# Exercise requirements
From the data below, please reproduce exactly everything from the line that contains "Locate the white" down to the line that contains "Locate the asphalt", with both ends included.

# Available records
►

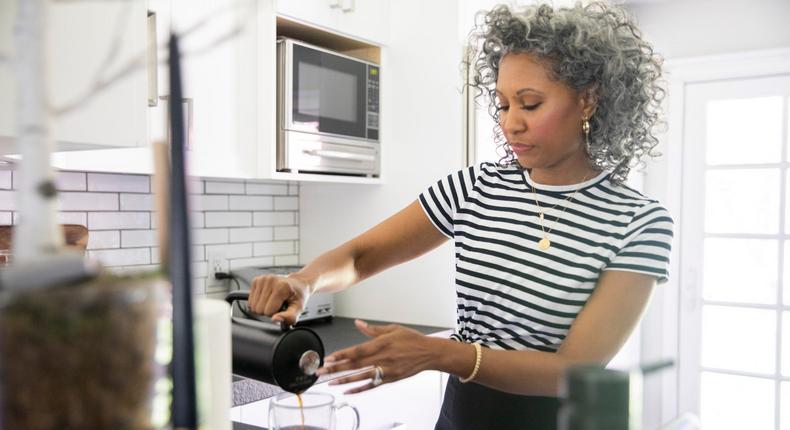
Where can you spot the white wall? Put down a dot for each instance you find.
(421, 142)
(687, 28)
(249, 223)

◄
►

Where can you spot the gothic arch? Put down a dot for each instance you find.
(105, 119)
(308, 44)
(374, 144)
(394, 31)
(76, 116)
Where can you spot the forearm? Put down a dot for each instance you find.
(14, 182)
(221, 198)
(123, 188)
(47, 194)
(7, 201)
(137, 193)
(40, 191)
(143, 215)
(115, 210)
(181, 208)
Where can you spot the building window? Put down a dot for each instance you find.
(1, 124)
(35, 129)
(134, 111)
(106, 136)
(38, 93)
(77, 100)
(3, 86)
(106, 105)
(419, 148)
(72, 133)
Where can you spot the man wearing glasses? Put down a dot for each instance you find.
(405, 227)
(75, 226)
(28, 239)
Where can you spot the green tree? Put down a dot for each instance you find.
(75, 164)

◄
►

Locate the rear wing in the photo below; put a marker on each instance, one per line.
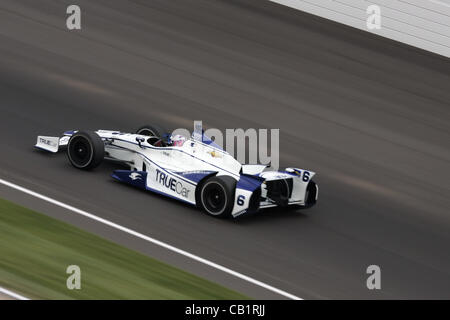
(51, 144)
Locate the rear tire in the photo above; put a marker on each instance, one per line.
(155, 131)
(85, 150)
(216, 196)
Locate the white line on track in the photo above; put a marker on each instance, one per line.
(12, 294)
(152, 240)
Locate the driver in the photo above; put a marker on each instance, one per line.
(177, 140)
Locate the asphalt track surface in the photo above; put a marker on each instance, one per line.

◄

# Written response
Locate the white line on track in the photo above; put a marker on each instance, one per line.
(12, 294)
(152, 240)
Locate the driver in the photo above; put a marker on each instance, one per line.
(177, 140)
Locate the asphalt track surface in the photo above; put a marker on each instance, one per line.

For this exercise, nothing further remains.